--- Exercise aim ---
Return each line of the records below that contains the string "bird", copied in full and in its original order.

--- Excerpted data ---

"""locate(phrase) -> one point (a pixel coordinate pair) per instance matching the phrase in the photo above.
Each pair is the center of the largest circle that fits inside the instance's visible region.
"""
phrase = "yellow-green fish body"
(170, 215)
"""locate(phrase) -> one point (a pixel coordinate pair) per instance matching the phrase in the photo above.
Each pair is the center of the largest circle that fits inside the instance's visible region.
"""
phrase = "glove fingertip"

==

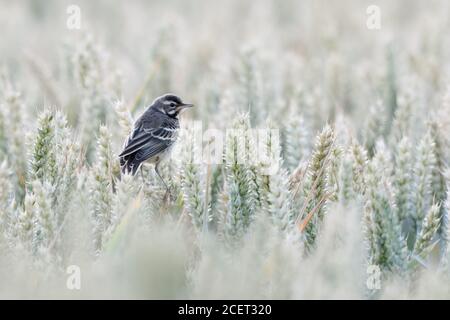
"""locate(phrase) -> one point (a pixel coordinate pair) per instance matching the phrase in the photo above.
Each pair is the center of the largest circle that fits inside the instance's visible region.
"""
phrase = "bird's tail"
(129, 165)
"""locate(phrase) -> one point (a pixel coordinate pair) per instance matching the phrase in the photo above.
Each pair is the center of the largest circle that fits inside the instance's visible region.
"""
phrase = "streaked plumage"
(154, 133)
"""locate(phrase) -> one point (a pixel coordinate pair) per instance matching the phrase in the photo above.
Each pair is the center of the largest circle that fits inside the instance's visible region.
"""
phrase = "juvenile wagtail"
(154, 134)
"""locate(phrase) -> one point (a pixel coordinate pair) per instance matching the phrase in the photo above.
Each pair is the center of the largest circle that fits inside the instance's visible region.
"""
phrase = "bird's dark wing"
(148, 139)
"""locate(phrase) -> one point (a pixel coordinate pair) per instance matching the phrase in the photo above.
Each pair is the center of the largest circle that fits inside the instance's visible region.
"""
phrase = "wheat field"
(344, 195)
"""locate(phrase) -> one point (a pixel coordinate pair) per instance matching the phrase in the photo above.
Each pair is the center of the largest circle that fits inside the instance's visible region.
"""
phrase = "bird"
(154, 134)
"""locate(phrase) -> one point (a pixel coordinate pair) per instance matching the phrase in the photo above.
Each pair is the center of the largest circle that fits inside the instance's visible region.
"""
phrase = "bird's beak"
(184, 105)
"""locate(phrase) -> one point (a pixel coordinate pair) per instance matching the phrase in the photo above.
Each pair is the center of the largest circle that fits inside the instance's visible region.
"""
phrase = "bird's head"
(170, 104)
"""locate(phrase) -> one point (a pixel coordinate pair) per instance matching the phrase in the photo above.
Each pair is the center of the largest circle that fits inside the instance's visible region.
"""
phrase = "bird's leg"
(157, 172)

--- Answer for the task ---
phrase = "bird's tail"
phrase = "bird's dark wing"
phrase = "bird"
phrase = "bird's beak"
phrase = "bird's head"
phrase = "bird's leg"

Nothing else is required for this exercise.